▶ Questions to answer:
a) In the text about The Ones That Got the Plays, which 2025 single is included on the compilation alongside songs from five of Perry's studio albums?
b) Write the next part of the article on The Ones That Got the Plays, beginning after its final sentence.

▶ Quoted passage:
Greatest hits album by Katy Perry
- Released: May 13, 2026
- Length: 79:55
- Label: Capitol
- Producers: Max Martin; Dr. Luke; Benny Blanco; Cirkut; Justin Tranter; Sean Cook; Eren Cannata; Stargate; Sandy Vee; Charlie Puth; Oscar Holter; Ali Payami; Greg Wells; Anton Zaslavski; Dreamlab; Shellback; Johan Carlsson;

Katy Perry chronology
| 143 (2024) | The Ones That Got the Plays (2026) |  |

= The Ones That Got the Plays =

The Ones That Got the Plays is a greatest hits album by American singer Katy Perry. It was released on May 13, 2026, through Capitol Records. The compilation contains songs from five of Perry's studio albums, along with the 2025 single "Bandaids". Commercially, The Ones That Got the Plays charted within the top 10 in Ireland, New Zealand, and the United Kingdom, plus received gold certifications in the latter two. Its title is a play on her song "The One That Got Away".

==Background and release==
In 2026, Katy Perry's 2011 song "The One That Got Away" began to experience a resurgence of popularity on the charts, due to going viral on social media. She subsequently released a director's cut version of the song's music video, as well as an extended play Thinking of the One That Got Away on April 22, containing the standard and acoustic versions of "The One That Got Away" and "Thinking of You" (2009), as well as her song "Legendary Lovers" from Prism (2013).

On May 13, 2026, Perry announced the release of The Ones That Got the Plays on her social media, describing the project as a "legendary playlist". The greatest hits album was released on the same day on various streaming services. It comprises 21 tracks from her second studio album One of the Boys (2008), up until her sixth studio album Smile (2020), and the 2025 standalone single "Bandaids", marking its first appearance on a Perry album. Writing for AOL, Samridhi Goel described The Ones That Got the Plays as a collection "celebrating some of Perry's biggest hits".

▶ Supplied data:
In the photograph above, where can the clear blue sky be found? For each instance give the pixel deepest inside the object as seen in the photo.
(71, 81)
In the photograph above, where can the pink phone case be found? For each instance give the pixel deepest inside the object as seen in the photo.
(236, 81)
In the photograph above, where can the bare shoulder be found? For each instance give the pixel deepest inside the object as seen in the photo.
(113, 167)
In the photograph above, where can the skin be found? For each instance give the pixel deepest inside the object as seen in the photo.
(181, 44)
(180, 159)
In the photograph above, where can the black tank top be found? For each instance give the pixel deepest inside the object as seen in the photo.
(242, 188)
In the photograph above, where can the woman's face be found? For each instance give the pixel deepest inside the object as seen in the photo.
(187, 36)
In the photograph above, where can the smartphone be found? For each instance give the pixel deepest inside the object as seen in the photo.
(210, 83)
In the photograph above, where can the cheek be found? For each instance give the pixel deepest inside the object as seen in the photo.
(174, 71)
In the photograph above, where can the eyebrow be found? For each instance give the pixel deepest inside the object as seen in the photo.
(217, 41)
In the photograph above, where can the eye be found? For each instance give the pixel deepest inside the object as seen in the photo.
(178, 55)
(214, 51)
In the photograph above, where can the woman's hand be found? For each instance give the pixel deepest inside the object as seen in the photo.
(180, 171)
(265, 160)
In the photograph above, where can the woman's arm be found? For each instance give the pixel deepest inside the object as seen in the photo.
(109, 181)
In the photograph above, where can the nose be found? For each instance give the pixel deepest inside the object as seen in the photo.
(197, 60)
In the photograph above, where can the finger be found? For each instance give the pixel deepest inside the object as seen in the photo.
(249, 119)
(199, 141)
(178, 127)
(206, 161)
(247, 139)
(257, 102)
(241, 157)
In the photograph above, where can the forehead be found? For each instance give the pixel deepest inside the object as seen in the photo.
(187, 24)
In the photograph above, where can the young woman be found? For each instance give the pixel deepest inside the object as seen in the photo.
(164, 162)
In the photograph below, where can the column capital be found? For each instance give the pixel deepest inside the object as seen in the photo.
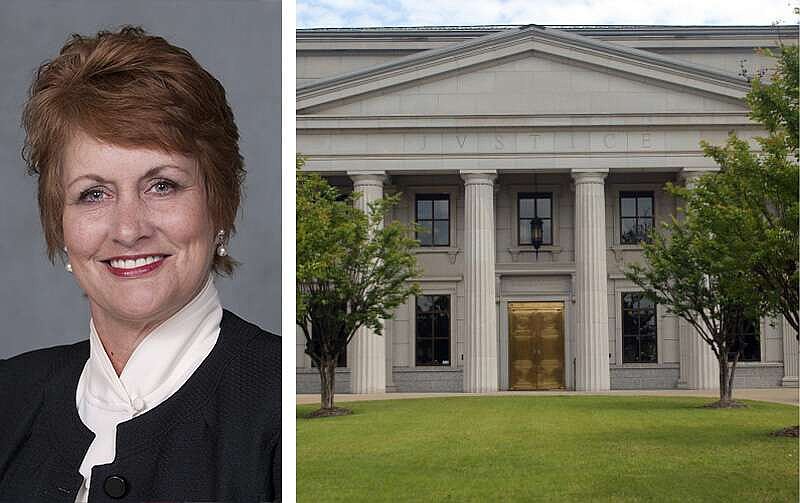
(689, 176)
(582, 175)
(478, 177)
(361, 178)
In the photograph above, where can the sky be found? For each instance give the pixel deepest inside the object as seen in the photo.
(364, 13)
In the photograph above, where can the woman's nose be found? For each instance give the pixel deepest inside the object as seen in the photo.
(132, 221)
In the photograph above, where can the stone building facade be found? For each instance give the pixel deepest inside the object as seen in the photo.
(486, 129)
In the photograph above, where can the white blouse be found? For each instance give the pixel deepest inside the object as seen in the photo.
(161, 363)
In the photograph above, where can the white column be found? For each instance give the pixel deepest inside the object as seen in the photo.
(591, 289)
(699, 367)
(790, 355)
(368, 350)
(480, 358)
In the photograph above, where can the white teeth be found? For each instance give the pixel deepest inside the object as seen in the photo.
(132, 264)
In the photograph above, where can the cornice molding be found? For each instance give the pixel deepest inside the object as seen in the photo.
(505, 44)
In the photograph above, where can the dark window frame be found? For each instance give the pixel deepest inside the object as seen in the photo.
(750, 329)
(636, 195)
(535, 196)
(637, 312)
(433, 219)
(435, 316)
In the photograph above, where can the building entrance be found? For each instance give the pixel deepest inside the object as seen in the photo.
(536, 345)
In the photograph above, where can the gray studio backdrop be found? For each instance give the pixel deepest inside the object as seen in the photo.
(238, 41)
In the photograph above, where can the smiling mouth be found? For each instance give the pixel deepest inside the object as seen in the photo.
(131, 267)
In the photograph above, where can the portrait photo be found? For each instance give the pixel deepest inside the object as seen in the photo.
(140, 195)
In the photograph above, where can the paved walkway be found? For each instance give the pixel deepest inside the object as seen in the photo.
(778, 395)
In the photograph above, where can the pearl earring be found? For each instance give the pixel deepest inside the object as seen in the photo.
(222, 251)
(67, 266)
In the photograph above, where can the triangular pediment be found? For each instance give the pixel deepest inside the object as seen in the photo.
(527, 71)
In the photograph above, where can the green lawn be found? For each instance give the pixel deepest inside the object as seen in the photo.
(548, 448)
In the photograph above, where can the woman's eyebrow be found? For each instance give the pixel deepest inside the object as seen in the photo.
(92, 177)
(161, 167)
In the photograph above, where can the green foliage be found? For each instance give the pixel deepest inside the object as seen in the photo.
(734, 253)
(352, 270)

▶ Answers for each item:
a) "Bandaids"

b)
==Commercial performance==
The Ones That Got the Plays debuted at number 117 on the US Billboard 200 on the chart dated May 30, 2026, moving 13,000 album-equivalent units. It marked Perry's eighth entry on the chart. With only two days of tracking, the record entered the Top 40 Album chart in New Zealand at number six. In its third week, it moved to number five, becoming her fifth top-five entry on the chart. In the United Kingdom, The Ones That Got the Plays debuted at number 13 on the UK Albums Chart for the week ending May 21, 2026. The compilation sold 6,580 units and was the seventh most-streamed album during the tracking week. During its eighth week, the album rose to number 10 on the chart with 6,623 units sold. It became Perry's sixth top-10 album on the chart. As of September 2026, The Ones That Got the Plays has received a Gold certification from the British Phonographic Industry (BPI), and accumulated 103,285 album-equivalent units.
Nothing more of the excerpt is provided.